## List of tasks
**a.** Translate this sentence from the forum thread on a last-name search filter into Spanish: "So often brick walls are due to spelling changes."
**b.** Carry on the forum thread about a last-name search filter, picking up right after its final comment.

Filter Last Names
I love how search results filters have been moved forward in the new Search interface. The search bar on the filter menu is a very nice enhancement. Please add a filter: Filter by Last Names similar in concept to Filter by Collection.
This filter would produce an extremely useful list of name permutations: stems, soundalikes, lookalikes. So often brick walls are due to spelling changes.
Here is a use case. Inwinkelried is a very rare surname with just 32 exact matches in FS historical records, but 648,436 non-exact matches. How to find Inwinkelried and variant needles in a haystack this large? Doing this by hand is not practical.
Inwinkelried 32
Imwinkelreid 20
Winkelried 371
Winkelreid 57
Winkler 451,796
Winklereid 7
Winkleried 9
. . .
Couldn't this be implemented easily using the filter functionality?
[Edited to remove a tangent.]
Comments
-
The biggest problem with this idea is that different languages have completely different patterns, and FS has no way of knowing what language it should be "thinking" in for any particular search. As far as I know, the search algorithm for surnames uses a variation on Soundex, which is optimized for the American melting pot, but often fails miserably on said pot's less-common ingredients.

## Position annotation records
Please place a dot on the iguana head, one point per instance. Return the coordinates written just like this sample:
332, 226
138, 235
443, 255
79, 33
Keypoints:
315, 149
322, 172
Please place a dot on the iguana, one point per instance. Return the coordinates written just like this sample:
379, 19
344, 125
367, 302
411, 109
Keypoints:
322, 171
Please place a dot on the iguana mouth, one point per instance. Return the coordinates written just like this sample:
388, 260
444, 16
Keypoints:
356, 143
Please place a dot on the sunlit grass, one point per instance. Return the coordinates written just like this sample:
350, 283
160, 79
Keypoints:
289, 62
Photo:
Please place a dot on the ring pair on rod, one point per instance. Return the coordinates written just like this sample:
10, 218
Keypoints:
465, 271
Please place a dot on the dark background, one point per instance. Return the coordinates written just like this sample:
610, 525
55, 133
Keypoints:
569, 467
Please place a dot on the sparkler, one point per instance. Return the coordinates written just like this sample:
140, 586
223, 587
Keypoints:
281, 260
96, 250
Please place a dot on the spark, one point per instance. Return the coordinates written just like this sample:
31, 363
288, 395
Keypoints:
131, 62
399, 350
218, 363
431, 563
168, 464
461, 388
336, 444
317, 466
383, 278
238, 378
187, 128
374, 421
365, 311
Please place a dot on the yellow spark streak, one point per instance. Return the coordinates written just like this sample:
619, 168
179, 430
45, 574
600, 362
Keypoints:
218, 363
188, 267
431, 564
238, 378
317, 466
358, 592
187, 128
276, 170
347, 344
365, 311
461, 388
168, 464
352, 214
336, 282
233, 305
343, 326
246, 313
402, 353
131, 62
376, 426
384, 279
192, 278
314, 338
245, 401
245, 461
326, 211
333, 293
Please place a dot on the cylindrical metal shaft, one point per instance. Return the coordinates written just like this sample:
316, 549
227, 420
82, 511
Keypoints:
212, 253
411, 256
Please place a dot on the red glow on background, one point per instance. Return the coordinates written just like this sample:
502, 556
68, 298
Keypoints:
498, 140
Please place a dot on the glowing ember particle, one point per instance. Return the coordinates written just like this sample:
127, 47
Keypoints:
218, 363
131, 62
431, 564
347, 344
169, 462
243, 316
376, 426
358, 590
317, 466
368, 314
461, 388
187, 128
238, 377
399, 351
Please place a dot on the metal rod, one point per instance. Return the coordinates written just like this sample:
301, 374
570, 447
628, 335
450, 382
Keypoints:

## Expected responses
**a.** Muy a menudo, los obstáculos en la investigación se deben a cambios en la ortografía.

**b.**
Also, are you aware of wildcards? (Asterisk for any number of characters, including none, and question mark for a single character.)
1 -
How FS does matching, their version of a Soundex, is a rabbit hole we do not need to go down right now. Often, I find it much more immediately important to get a list of names in the results.
Yes, I have used wildcards here since I first arrived. This idea is in addition to phonetic matching and wildcards or (dreaming) regular expressions.
This idea is that, given record search results, the user could see a list of names and count of records matching each name. Like the Collections filter, but for names.
0 -
Hi, sorry, me again..
How about this ?
See : https://community.familysearch.org/en/discussion/104666/new-search-tips-and-tricks#latest
@dontiknowyou It finds lots of Imwinkelried, and also some Juwinkelried ! Is that a real name or did somebody misread 'In' as 'Ju' ?
2 -
Might need to work on the matching criterion ....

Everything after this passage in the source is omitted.